::: Data in this exercise
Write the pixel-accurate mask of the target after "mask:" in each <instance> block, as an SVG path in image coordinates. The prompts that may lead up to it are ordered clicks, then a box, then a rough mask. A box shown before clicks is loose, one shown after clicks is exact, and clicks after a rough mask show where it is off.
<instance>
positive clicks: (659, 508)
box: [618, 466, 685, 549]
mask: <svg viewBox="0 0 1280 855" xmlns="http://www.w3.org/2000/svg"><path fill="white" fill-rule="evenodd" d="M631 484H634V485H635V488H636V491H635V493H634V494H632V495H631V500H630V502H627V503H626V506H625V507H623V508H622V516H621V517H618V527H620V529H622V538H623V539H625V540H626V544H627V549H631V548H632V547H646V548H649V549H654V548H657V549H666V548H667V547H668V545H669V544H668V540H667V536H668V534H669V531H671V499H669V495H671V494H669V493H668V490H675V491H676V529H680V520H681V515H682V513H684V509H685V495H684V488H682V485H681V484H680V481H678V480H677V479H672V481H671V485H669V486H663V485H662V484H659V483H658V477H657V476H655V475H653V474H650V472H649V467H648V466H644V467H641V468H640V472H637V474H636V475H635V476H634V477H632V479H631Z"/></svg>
::::::
::: Data in this exercise
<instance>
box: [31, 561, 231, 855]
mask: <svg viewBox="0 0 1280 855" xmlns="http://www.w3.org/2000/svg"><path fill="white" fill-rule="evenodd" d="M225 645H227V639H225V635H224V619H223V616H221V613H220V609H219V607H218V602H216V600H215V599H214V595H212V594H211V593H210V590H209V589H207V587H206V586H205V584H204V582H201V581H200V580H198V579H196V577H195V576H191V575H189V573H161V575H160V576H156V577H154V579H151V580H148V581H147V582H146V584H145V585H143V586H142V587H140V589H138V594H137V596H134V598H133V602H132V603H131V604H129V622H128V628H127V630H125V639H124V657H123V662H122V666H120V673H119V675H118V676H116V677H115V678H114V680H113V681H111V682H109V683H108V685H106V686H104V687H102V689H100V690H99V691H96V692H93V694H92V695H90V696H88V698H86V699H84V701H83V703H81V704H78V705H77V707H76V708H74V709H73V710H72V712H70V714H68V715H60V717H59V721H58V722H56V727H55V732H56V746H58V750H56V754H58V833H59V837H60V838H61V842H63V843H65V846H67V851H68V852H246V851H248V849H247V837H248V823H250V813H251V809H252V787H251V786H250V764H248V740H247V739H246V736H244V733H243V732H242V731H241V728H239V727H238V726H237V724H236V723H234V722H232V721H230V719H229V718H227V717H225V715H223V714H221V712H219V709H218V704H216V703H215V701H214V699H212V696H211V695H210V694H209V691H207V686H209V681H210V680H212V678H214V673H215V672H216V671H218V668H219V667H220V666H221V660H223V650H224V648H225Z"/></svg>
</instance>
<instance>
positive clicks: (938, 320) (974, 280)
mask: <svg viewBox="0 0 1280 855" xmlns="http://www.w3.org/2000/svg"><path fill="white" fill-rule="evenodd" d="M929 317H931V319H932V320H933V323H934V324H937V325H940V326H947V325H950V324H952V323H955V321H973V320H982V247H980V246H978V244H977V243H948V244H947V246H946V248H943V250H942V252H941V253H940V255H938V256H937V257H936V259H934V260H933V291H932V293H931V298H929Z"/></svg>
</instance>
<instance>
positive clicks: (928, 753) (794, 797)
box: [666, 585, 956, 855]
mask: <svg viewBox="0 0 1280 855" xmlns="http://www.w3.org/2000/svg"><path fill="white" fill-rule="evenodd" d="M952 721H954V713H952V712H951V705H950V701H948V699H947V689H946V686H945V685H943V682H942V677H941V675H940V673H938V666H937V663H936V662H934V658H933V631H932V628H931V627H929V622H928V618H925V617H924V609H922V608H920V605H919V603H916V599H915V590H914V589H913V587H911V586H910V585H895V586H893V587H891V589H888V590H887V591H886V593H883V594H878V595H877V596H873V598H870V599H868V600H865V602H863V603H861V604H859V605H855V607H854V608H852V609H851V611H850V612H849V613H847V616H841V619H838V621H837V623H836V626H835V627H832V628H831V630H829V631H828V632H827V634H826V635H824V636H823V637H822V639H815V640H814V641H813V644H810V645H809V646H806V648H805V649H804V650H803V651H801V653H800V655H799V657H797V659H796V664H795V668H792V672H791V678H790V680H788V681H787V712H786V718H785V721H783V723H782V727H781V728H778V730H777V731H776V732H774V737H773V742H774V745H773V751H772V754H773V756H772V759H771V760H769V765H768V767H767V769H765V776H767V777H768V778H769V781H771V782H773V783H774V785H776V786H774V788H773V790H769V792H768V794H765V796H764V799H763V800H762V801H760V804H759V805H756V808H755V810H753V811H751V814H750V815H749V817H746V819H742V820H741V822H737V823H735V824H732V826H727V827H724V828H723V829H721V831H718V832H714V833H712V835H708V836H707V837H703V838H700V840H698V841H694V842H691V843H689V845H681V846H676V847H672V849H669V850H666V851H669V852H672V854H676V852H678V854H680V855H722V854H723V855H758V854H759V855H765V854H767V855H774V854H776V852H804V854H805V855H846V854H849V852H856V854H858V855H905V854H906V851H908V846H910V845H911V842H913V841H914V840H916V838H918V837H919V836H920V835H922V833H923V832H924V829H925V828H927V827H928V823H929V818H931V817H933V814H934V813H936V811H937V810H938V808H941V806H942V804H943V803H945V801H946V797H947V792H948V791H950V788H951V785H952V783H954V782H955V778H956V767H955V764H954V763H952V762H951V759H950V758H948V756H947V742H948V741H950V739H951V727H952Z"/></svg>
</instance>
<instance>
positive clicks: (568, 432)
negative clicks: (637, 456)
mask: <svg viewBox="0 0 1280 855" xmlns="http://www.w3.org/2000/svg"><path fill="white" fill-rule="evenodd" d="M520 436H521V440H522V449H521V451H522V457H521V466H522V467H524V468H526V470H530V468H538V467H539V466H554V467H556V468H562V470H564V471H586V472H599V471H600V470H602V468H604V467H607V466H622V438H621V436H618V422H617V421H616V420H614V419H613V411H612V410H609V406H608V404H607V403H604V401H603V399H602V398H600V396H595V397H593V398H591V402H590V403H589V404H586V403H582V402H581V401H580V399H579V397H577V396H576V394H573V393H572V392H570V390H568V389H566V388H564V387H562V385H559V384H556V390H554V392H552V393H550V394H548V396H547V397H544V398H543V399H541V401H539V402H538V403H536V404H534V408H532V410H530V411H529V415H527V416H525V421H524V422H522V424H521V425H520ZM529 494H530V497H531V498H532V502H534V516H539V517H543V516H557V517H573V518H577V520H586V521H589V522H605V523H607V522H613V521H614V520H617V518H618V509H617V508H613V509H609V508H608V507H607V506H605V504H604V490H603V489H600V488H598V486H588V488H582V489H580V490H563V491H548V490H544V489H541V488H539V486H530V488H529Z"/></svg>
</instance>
::::::
::: Data in this exercise
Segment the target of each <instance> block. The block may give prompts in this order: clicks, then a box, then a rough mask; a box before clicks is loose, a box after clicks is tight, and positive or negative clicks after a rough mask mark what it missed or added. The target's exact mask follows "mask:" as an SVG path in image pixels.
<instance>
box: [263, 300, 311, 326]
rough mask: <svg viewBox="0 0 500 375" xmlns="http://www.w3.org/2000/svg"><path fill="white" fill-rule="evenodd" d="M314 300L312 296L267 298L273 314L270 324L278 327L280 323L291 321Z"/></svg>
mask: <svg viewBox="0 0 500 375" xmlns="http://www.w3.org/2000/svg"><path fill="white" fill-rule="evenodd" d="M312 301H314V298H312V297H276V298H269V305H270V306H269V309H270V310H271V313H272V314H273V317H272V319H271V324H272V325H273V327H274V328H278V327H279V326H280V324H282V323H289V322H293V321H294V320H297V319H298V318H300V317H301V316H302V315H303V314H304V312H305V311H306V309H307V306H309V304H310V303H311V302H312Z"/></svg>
::::::
◆ Task goal: Repeat word for word the lines from the line with "Write the pixel-accurate" to the line with "box: [618, 466, 685, 549]", both ends included.

◆ Response to the exercise:
Write the pixel-accurate mask of the target after "mask:" in each <instance> block, as an SVG path in image coordinates. The prompts that may lead up to it are ordered clicks, then a box, then a rough mask. A box shown before clicks is loose, one shown after clicks is exact, and clicks after a rough mask show where it is off.
<instance>
positive clicks: (659, 508)
box: [618, 466, 685, 549]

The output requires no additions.